* START SUPPLIED PASSAGE *

The designated agency must submit the completed voter-registration application to the appropriate State or local election official within a prescribed period of time unless the applicant desires to submit it himself or herself. The agency providing voter-registration services may not require a registrant to mail in the form himself or herself or discourage him or her in any manner from submitting the form to the agency. When an applicant submits a completed voter-registration application to an agency, the agency must transmit the form to the appropriate State or local election official within ten days. However, if the agency receives a completed voter-registration application within five days before the last day to register to vote in an election, the application must be transmitted to the appropriate State or local election official within five days.
SECTION 8 – ADMINISTRATION OF VOTER REGISTRATION
What does Section 8 of the NVRA require States to do?
Section 8 mandates certain action by States concerning the administration of voter registration for elections for federal office. These requirements involve important issues such as the date by which valid voter registration applications must be accepted and eligible persons registered, rules for changing a registrant’s address information, rules for removing names from the voter registration list, and administration of a uniform, nondiscriminatory voter registration list maintenance program that complies with the Voting Rights Act.
Does Section 8 impose a time deadline on States for accepting voter registration applications and registering eligible applicants?
Yes. States must set a voter registration cutoff for federal elections of no more than 30 days before the election. A valid voter registration application from an eligible applicant is considered timely and the State has to ensure that the applicant is registered to vote if it is: 1) submitted not later than the lesser of 30 days, or the period provided by State law, before the date of a federal election to a driver’s license office, designated public assistance or disability office, other designated office, or an appropriate State or local election official, or 2) postmarked not later than the lesser of 30 days, or the period provided by State law, before a federal election when submitted by mail. States can set a voter registration deadline for federal elections shorter than 30 days, and a number of States do so, but cannot set a longer deadline.
Are States required to let an applicant know what has happened to his or her application?
Yes. Section 8 requires State election officials to notify each applicant of the disposition of his or her registration application, e.g., a voter registration card if the application is accepted or a notice of rejection if the application is not accepted.
Where a notice of disposition for a mail voter registration application is sent by non-forwardable mail and returned as undeliverable, Section 6 of the NVRA provides that local election officials may proceed in accordance with the provisions of Section 8(d) of the NVRA (see Question 35 below).
Under the NVRA, what are the circumstances under which a State can remove a person’s name from the voter registration rolls?
Section 8 permits States to remove the name of a person from the voter registration rolls upon the request of the registrant, and, if State law so provides, for mental incapacity or for a criminal conviction. The Act also requires States to conduct a general voter registration list maintenance program that makes a reasonable effort to remove ineligible persons from the voter rolls by reason of the person’s death, or a change in the residence of the registrant outside of the jurisdiction, in accordance with procedures set forth in the NVRA. The list maintenance program must be uniform, nondiscriminatory and in compliance with the Voting Rights Act.
Does the NVRA contain any prohibitions on the removal of persons’ names from the voter registration list?
Yes. Section 8 of the NVRA prohibits removing registrants from the voter registration list solely because of a failure to vote. It also places restrictionsof notice and timing on removals from the voter registration list based on a change of residence.
What is “removal at the request of the registrant” under Section 8?

* END SUPPLIED PASSAGE *

## GOAL OF THE EXERCISE
From the passage on voter registration, return the text that begins at the words "Where a notice" and stops after the words "voter registration rolls?". The records on this page are not needed.

* START EXTRACTED MATERIAL *

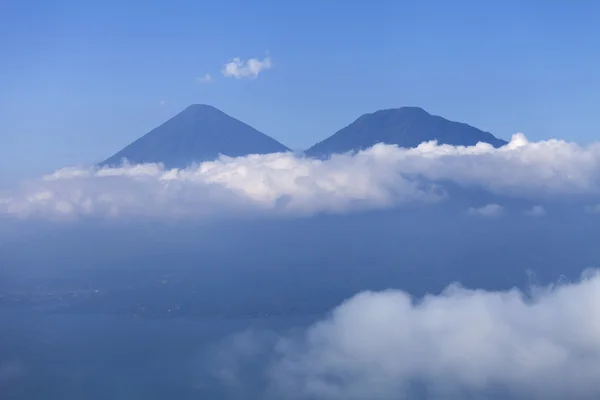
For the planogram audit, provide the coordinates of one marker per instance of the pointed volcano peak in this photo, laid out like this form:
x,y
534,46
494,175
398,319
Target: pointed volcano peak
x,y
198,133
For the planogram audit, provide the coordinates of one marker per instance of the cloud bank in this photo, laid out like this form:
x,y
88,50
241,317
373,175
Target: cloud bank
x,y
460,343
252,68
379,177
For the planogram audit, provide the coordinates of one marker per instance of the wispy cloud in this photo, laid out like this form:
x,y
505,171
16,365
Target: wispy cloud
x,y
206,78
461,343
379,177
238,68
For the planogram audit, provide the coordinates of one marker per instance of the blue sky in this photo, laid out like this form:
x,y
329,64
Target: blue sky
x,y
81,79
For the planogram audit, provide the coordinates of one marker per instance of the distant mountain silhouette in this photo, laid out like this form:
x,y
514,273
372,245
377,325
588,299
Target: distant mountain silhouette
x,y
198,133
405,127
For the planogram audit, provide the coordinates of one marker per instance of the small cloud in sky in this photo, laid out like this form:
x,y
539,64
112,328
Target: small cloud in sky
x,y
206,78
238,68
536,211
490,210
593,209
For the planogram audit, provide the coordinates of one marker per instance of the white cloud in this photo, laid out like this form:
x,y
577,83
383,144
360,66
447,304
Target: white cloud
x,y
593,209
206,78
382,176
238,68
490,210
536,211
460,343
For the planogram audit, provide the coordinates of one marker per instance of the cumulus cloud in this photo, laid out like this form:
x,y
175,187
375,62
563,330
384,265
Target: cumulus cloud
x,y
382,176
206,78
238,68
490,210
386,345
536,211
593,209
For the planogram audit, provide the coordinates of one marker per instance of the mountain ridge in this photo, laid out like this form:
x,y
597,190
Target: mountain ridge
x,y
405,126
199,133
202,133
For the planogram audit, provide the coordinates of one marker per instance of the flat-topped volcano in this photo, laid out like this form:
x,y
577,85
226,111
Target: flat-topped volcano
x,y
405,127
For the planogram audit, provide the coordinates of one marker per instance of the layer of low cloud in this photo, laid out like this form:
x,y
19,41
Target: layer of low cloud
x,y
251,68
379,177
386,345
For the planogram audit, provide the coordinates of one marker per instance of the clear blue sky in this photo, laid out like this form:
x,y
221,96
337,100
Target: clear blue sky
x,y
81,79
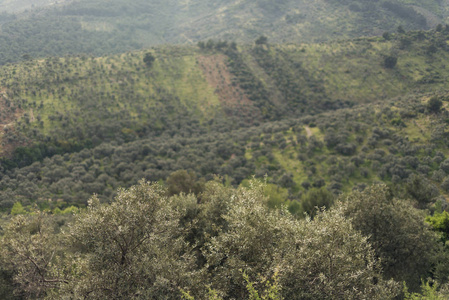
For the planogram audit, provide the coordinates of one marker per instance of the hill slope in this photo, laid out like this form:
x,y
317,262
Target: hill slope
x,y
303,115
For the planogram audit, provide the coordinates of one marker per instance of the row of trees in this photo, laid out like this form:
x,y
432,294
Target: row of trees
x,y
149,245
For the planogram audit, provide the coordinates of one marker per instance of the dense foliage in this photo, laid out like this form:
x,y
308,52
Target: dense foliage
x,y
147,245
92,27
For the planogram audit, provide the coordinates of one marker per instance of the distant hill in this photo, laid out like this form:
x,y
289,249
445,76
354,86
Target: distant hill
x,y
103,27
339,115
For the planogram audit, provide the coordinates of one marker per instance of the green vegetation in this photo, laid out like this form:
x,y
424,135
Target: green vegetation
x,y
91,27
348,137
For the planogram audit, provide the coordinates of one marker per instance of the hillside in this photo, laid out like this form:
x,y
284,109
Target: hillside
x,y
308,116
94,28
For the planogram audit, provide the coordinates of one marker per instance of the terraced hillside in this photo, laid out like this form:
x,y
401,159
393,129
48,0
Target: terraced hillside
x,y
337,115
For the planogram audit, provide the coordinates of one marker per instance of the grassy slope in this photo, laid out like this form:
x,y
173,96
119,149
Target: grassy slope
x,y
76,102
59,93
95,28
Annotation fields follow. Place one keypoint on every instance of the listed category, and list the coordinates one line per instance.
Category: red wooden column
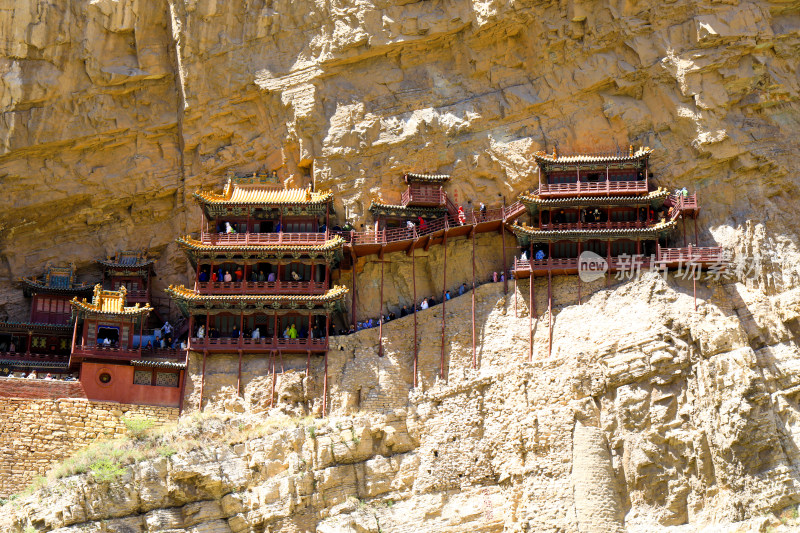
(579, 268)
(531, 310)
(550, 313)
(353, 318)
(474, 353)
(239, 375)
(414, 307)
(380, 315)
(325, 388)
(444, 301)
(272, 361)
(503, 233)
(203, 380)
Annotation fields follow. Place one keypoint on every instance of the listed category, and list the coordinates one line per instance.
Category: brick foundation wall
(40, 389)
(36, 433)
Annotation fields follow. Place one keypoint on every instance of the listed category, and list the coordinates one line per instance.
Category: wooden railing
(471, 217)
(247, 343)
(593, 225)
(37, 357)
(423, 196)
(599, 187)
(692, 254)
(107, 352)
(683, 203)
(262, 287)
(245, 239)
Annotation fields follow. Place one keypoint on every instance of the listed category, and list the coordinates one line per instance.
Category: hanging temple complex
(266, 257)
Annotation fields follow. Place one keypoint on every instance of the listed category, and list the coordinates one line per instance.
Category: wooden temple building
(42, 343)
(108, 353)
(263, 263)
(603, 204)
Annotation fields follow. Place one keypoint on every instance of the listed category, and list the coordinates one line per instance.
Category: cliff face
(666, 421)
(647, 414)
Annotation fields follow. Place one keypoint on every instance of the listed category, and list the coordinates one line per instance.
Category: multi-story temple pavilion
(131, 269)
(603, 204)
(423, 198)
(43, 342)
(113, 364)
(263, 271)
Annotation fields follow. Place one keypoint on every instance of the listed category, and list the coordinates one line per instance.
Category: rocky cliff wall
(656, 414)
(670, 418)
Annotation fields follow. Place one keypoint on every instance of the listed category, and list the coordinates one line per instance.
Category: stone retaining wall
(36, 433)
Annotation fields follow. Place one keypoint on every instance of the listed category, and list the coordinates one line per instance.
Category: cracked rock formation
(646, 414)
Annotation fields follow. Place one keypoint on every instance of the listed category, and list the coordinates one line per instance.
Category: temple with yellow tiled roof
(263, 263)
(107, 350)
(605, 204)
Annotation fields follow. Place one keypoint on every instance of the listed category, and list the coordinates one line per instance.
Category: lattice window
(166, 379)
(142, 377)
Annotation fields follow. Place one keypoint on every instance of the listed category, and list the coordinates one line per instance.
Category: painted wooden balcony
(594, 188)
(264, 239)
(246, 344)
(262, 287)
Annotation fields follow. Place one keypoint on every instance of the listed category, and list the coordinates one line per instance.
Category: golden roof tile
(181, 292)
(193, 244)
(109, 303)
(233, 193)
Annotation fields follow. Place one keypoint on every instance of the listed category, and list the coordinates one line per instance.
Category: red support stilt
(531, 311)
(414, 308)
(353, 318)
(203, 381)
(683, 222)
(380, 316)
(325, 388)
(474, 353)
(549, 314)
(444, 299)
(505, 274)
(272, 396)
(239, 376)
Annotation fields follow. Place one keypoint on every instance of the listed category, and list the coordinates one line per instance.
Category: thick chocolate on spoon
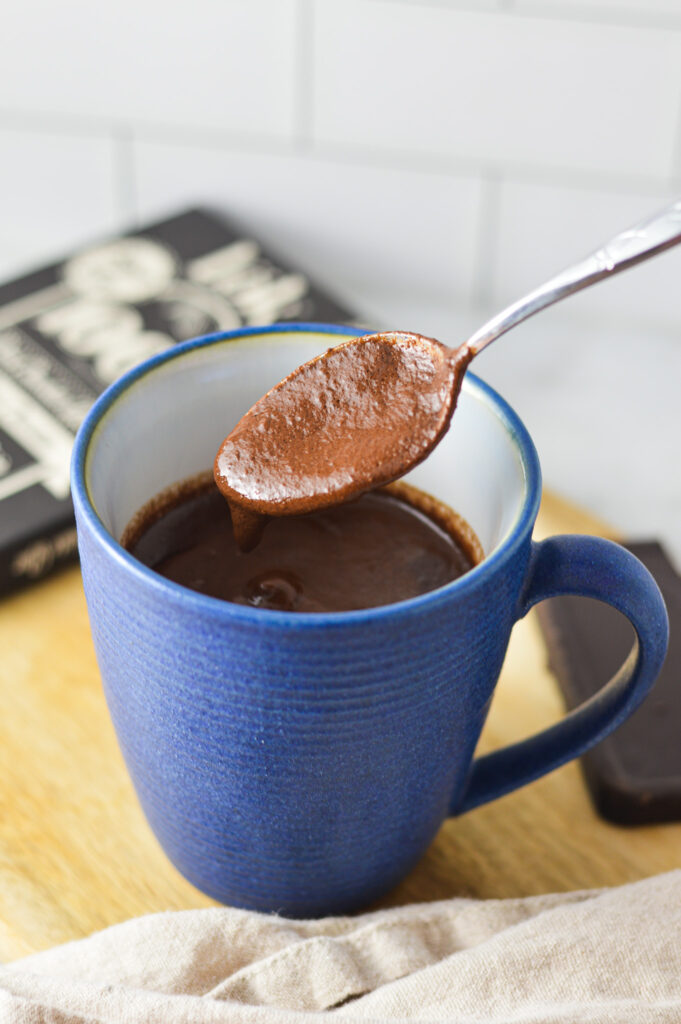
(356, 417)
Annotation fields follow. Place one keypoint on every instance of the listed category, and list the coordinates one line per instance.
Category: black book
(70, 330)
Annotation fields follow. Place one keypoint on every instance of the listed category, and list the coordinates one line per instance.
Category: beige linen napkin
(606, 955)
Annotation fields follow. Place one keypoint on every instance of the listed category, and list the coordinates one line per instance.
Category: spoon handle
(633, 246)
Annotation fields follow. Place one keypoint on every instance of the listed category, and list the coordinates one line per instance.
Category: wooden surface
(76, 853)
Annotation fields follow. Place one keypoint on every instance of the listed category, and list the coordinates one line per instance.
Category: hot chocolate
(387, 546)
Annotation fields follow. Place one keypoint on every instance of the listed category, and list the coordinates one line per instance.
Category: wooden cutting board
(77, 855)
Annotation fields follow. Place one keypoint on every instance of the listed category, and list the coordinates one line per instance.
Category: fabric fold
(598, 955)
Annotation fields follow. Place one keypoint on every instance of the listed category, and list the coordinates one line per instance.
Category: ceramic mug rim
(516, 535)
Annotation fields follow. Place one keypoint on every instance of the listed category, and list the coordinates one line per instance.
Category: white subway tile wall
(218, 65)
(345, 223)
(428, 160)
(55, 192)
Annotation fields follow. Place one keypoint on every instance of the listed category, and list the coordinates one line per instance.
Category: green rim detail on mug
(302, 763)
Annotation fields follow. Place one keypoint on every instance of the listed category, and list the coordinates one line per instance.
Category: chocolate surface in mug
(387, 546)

* END EXTRACTED MATERIAL *
* START EXTRACTED MATERIAL *

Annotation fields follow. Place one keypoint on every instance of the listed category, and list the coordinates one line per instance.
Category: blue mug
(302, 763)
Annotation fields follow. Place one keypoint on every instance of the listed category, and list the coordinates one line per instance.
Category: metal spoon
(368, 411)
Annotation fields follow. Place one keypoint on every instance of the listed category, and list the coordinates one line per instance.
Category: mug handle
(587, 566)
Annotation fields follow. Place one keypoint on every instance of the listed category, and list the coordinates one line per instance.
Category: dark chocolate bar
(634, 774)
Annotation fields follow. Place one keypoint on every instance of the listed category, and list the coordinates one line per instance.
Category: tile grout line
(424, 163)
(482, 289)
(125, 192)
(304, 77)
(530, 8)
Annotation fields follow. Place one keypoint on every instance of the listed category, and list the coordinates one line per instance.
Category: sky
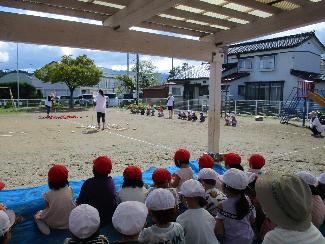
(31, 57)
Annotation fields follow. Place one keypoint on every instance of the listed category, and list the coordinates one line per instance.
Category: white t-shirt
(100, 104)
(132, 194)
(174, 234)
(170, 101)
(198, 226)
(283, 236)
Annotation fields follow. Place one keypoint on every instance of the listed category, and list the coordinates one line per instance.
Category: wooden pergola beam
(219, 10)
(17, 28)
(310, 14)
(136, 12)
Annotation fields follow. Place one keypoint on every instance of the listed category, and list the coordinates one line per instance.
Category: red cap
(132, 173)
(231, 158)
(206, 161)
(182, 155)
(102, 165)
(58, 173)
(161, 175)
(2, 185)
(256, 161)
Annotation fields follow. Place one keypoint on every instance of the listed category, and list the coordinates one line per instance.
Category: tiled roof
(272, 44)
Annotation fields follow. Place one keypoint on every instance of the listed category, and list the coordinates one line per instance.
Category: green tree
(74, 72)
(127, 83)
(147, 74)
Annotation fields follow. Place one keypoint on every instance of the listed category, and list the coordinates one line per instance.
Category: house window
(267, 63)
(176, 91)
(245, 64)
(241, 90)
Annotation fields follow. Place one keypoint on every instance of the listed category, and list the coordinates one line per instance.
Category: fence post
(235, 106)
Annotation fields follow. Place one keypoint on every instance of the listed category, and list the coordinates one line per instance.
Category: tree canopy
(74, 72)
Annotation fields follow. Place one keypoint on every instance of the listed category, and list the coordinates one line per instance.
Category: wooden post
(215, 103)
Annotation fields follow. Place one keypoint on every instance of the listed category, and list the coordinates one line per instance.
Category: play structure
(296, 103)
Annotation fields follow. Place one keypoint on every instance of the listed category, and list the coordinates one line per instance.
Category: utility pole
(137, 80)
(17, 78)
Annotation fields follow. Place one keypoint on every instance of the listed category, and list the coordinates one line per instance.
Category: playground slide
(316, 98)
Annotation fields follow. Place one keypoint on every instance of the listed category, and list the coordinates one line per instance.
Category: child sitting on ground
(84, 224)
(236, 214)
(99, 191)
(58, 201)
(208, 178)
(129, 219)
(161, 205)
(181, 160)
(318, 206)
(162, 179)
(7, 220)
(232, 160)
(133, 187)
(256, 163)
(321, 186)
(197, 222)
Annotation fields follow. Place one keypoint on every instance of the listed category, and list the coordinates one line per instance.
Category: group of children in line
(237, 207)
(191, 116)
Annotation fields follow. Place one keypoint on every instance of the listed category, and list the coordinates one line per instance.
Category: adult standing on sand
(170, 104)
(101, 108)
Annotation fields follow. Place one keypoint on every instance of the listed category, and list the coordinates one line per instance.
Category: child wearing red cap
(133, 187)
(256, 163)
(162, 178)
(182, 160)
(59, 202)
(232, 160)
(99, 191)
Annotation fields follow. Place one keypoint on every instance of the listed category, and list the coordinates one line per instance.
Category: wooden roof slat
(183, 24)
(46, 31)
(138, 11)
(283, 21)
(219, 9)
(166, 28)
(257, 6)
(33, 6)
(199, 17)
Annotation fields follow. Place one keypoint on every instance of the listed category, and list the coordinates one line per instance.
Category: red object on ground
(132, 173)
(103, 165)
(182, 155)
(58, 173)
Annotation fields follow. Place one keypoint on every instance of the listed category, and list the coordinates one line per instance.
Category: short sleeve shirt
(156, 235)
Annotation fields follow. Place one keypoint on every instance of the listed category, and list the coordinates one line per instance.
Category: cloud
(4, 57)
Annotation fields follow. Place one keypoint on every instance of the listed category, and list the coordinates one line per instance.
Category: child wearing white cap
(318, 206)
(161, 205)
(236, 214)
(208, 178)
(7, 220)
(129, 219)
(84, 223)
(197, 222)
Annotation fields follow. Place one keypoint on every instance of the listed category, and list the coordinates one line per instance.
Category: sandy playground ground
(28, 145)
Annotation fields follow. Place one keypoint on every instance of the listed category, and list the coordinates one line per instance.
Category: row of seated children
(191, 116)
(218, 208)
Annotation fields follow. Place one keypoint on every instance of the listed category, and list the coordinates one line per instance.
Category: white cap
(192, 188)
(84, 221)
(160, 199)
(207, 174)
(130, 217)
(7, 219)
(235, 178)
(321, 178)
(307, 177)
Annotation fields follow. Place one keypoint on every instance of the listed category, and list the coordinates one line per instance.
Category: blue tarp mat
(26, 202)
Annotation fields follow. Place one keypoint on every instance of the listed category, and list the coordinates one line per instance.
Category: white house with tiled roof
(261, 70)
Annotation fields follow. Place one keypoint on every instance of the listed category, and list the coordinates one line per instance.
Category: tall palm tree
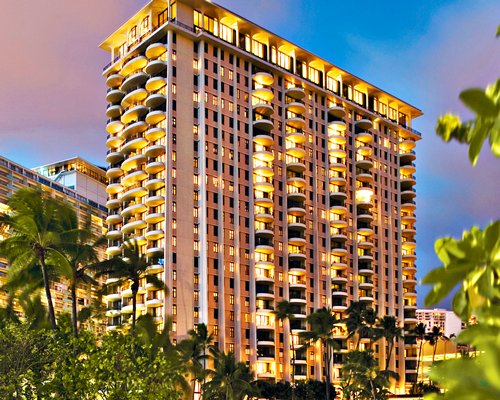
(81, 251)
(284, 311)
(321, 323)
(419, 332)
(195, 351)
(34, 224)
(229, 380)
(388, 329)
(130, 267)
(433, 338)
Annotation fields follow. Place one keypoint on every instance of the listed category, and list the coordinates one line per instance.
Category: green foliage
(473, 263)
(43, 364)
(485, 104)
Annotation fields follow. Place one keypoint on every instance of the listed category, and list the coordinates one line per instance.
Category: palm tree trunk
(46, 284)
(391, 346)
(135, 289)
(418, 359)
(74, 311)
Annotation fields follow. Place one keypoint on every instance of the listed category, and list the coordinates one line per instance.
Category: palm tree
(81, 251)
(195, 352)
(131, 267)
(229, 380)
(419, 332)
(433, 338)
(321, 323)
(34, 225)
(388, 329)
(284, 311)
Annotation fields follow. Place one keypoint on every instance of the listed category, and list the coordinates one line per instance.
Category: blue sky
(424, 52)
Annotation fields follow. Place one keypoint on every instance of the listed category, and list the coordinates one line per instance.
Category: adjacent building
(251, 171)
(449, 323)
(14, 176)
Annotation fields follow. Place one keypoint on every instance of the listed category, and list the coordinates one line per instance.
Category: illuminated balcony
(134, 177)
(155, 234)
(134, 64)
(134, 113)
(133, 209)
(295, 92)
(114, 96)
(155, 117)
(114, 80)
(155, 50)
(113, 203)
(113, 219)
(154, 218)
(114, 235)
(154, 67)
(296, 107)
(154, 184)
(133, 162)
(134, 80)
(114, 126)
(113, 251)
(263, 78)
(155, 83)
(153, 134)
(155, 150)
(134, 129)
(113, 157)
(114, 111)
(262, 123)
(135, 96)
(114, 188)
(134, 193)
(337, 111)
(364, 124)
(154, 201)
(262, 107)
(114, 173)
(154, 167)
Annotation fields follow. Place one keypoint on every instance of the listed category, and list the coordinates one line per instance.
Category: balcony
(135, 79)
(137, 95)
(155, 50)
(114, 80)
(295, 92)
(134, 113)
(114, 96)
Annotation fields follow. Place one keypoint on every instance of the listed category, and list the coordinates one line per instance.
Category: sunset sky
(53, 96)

* END EXTRACTED MATERIAL *

## COMPLETE OUTPUT
Where a notice of disposition for a mail voter registration application is sent by non-forwardable mail and returned as undeliverable, Section 6 of the NVRA provides that local election officials may proceed in accordance with the provisions of Section 8(d) of the NVRA (see Question 35 below).
Under the NVRA, what are the circumstances under which a State can remove a person’s name from the voter registration rolls?